▸ What is expected:
Reproduce all of the data below, renaming "Security camera analysis" to "Surveillance footage review" wherever it occurs and leaving every other character as it is.

▸ Entries for bounding box annotation:
· · · ·
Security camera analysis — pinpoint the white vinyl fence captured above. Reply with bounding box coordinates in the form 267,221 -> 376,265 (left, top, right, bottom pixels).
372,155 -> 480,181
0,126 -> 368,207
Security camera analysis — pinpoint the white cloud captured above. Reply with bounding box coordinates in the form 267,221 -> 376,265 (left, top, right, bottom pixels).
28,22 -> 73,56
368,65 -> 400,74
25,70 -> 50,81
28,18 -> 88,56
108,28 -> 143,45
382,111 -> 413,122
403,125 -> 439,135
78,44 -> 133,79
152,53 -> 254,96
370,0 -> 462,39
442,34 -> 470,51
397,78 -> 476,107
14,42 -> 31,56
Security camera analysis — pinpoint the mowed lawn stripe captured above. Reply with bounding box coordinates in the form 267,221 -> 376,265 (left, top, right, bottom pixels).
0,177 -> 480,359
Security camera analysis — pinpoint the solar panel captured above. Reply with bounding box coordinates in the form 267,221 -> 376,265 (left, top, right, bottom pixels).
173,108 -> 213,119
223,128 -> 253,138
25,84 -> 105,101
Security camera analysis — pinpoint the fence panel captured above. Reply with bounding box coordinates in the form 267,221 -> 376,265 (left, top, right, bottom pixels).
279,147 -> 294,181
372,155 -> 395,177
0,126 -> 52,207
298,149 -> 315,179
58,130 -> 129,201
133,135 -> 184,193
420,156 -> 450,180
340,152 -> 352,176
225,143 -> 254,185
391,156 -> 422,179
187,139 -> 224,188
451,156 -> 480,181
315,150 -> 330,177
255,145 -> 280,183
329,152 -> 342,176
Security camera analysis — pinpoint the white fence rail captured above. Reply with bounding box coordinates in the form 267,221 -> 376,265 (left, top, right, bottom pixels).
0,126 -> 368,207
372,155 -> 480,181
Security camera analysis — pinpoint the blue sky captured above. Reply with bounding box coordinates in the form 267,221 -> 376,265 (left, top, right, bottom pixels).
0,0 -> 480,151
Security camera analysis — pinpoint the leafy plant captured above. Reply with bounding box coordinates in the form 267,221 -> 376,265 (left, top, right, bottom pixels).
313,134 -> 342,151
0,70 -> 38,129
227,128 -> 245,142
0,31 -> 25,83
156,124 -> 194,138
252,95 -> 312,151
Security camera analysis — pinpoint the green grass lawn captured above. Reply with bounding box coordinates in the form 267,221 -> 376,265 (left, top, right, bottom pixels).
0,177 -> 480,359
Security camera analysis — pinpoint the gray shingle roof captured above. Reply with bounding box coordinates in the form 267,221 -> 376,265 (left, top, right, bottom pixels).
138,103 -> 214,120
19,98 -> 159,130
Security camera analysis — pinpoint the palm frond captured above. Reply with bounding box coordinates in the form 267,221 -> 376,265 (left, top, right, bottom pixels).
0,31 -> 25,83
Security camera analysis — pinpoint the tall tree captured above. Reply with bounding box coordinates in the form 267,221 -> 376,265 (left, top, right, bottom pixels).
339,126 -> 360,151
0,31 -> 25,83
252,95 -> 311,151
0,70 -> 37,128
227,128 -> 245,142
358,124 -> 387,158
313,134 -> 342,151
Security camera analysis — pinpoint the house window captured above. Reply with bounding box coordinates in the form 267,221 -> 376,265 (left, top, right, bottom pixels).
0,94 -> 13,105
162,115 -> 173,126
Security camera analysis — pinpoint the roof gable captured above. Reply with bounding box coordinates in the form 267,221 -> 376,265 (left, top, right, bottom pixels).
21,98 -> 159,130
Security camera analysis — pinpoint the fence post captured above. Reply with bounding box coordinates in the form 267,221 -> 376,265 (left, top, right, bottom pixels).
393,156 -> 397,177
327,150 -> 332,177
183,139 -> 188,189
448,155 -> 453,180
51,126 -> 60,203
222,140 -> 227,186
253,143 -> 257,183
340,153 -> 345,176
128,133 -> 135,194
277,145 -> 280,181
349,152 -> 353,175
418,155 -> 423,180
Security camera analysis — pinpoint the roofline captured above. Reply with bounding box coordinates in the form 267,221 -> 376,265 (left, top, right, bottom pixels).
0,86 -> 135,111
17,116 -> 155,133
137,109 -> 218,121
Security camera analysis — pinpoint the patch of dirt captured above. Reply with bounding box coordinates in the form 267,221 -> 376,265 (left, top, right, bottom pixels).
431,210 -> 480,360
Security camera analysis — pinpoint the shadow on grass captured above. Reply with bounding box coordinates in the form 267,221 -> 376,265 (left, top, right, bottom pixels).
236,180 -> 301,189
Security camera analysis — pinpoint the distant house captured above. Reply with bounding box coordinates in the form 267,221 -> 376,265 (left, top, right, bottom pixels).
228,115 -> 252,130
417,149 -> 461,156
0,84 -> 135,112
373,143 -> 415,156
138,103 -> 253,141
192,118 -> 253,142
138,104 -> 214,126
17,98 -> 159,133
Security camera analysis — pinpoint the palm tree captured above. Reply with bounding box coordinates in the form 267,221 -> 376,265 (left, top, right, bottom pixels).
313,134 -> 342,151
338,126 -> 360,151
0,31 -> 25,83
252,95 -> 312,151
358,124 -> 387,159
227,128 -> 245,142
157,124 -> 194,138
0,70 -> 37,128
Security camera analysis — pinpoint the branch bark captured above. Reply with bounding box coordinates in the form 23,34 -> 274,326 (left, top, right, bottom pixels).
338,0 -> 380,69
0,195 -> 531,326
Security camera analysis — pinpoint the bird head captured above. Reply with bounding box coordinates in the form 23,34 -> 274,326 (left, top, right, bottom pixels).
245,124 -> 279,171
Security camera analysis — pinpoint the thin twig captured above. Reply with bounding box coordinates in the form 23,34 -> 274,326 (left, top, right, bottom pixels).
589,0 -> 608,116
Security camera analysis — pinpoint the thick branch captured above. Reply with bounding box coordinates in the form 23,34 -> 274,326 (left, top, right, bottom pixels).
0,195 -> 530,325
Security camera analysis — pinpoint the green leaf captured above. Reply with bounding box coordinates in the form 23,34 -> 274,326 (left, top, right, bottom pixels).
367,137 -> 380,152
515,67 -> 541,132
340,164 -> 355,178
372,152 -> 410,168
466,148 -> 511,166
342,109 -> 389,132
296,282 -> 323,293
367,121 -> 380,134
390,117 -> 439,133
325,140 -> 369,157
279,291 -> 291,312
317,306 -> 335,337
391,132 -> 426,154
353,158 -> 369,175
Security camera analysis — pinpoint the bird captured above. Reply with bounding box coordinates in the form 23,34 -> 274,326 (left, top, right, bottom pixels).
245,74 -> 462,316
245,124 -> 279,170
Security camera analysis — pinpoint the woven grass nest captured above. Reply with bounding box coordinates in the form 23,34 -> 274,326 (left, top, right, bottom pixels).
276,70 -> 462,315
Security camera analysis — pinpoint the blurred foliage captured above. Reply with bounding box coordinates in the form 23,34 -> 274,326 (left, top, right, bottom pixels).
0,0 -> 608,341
· · · ·
▸ Complete output:
Surveillance footage review — pinpoint the white vinyl fence captured above. Reply with bounding box coordinates in the form 267,221 -> 376,265 (left, top, right, bottom pixels).
372,155 -> 480,181
0,126 -> 368,207
Surveillance footage review — pinpoint the white cloud captured above. Reply with bounding box coordinates in the form 267,221 -> 376,265 (left, top, right, bottom pixels).
28,22 -> 73,56
368,65 -> 400,74
25,70 -> 50,81
28,18 -> 88,56
108,28 -> 143,45
382,111 -> 413,122
403,125 -> 439,135
78,44 -> 133,79
152,53 -> 254,96
370,0 -> 462,39
442,34 -> 470,51
397,78 -> 476,107
14,42 -> 31,56
Surveillance footage review — pinpoint the mowed lawn stripe captured above. Reply with bounding box coordinates in the form 267,221 -> 376,265 (left, top, right, bottom pixels).
0,177 -> 480,359
Surveillance footage review — pinpoint the solar panel captured above. Reply with bounding box coordinates in the form 267,221 -> 376,265 (left, top, right, bottom pixels).
173,108 -> 213,119
223,128 -> 253,138
25,84 -> 105,101
Surveillance footage review — pinpoint the fence panel captured above. Reply with bounding box coordinates in the form 267,221 -> 376,265 (left, top, right, bottom pixels).
279,147 -> 294,181
372,155 -> 395,177
0,126 -> 52,207
298,149 -> 315,179
58,130 -> 129,201
133,135 -> 184,193
420,156 -> 450,180
340,152 -> 352,176
225,143 -> 254,185
391,156 -> 422,179
187,139 -> 224,188
451,156 -> 480,181
315,150 -> 330,177
255,145 -> 280,183
329,152 -> 342,176
Surveillance footage review — pinpoint the white fence rail captured above. Reply with bounding box coordinates in the form 267,221 -> 376,265 (left, top, right, bottom pixels).
0,126 -> 368,207
372,155 -> 480,181
Surveillance footage review — pinpoint the blue sky captured above. Reply with bounding box coordinates in the form 267,221 -> 376,265 (left, top, right, bottom pixels).
0,0 -> 480,151
Surveillance footage review — pinpoint the leafy plant captured above. Reply with bounding box coordinates in the form 267,221 -> 376,265 (left, top, right, bottom pixels).
313,134 -> 342,151
0,70 -> 38,129
227,128 -> 245,142
0,31 -> 25,83
156,124 -> 194,138
252,95 -> 312,151
Surveillance footage review — pinpoint the green grass lawn captured above. Reply with bounding box coordinates in the form 267,221 -> 376,265 (left, top, right, bottom pixels).
0,177 -> 480,359
Surveillance footage review — pinpoint the gray shingle roof captured above. Reply with bounding box coordinates in the form 267,221 -> 376,265 (left, top, right, bottom pixels).
138,103 -> 214,120
19,98 -> 159,130
Surveillance footage review — pinpoint the palm frond captured above. Reply with bounding box coordinates in the form 267,221 -> 376,265 (left, top, right, bottom pixels).
0,31 -> 25,83
Surveillance footage review — pinpoint the tall tree captured above. Reply with bounding box coordinates in the form 267,221 -> 376,265 (left, top, right, bottom pixels).
339,126 -> 360,151
0,31 -> 25,83
252,95 -> 311,151
0,70 -> 37,128
227,128 -> 245,142
358,124 -> 387,158
313,134 -> 342,151
Surveillance footage review — pinpoint the house window captured above. Reply with bounding box coordinates in the form 267,221 -> 376,265 (left, top, right, bottom pixels).
0,94 -> 13,105
162,115 -> 173,126
Surveillance footage review — pinpoint the roof gable captured above. Reply with bounding box coordinates in the form 267,221 -> 376,265 (left, top, right, bottom pixels).
21,98 -> 159,130
Surveillance footage review — pinpoint the fence post captured above. Reply with bounding box coordinates in the form 267,221 -> 376,265 (left, top, right, bottom pixels).
393,156 -> 397,177
327,150 -> 332,177
183,139 -> 188,189
448,155 -> 453,180
51,126 -> 60,203
222,140 -> 227,186
253,143 -> 257,183
340,153 -> 345,176
128,133 -> 135,194
277,145 -> 280,181
349,152 -> 353,175
418,155 -> 423,180
Surveillance footage review — pinpoint the roofline captured above. Reply with bounding box coordinates in the form 267,221 -> 376,265 (left, top, right, bottom pixels).
0,86 -> 135,111
17,116 -> 155,133
137,109 -> 218,121
Surveillance footage review — pinpoint the patch of dirt captured above. Reply with bounding box coordinates in the form 267,221 -> 376,265 (left, top, right, bottom pixels).
431,210 -> 480,360
Surveillance footage review — pinpoint the shadow on grass captured above. Reply with bounding box coordinates in the form 267,221 -> 376,265 (left, top, right, bottom pixels).
236,180 -> 301,189
Surveillance footage review — pinpoint the distant house captured above. Reply with bounding box coordinates in the form 267,221 -> 376,265 (left, top, right, bottom pixels).
228,115 -> 252,130
417,149 -> 461,156
0,84 -> 135,112
373,143 -> 415,156
138,103 -> 253,141
192,118 -> 253,142
138,104 -> 214,126
17,98 -> 159,133
Surveillance footage review — pinpoint the palm tree captured above. Reply with bounding box coordinates in the form 267,221 -> 376,265 (left, top, right, bottom pixels).
313,134 -> 342,151
338,126 -> 360,151
0,31 -> 25,83
252,95 -> 312,151
358,124 -> 387,159
227,128 -> 245,142
157,124 -> 194,138
0,70 -> 37,128
Surveillance footage review — pinpoint the branch bark captured above. Reply with bounding box coordinates in the form 23,34 -> 274,326 (left, top, right, bottom pixels).
338,0 -> 380,69
0,195 -> 531,326
Surveillance footage review — pinpoint the bird head captured above. Reply with bounding box coordinates in the form 23,34 -> 274,326 (left, top, right, bottom pixels).
245,124 -> 279,171
Surveillance footage review — pinpoint the thin twig captured above. Reply with bounding box coordinates in the form 23,34 -> 274,326 (left, top, right, bottom pixels).
589,0 -> 608,116
Surveillance footage review — pinpoint the thick branch captured above. Reply with bounding box coordinates in the form 23,34 -> 274,326 (left, top, right, bottom pixels).
0,195 -> 530,325
Surveillance footage review — pinpoint the green leaf captured above. Reply with bounding box coordinates in the form 23,34 -> 274,326 (left, top, right, bottom pixels).
367,137 -> 380,152
515,67 -> 541,132
340,164 -> 355,178
372,152 -> 410,168
466,148 -> 511,166
342,109 -> 389,132
296,282 -> 323,293
367,121 -> 380,134
390,117 -> 439,133
325,140 -> 369,157
279,291 -> 291,312
317,306 -> 335,337
391,132 -> 426,154
353,158 -> 369,175
Surveillance footage review — pinpoint the bird captured above. Reply with bounding box coordinates in the form 23,34 -> 274,326 (left, top, right, bottom pixels).
245,74 -> 462,316
245,124 -> 279,170
Surveillance footage review — pinpoint the woven grass nest captured above. Reply with bounding box coordinates in the form 23,34 -> 274,326 (left, top, right, bottom pixels).
276,70 -> 462,315
Surveillance footage review — pinpoint the blurred foliage captured above. Reply with bounding box coordinates in the form 23,34 -> 274,326 (left, top, right, bottom pixels).
0,0 -> 608,341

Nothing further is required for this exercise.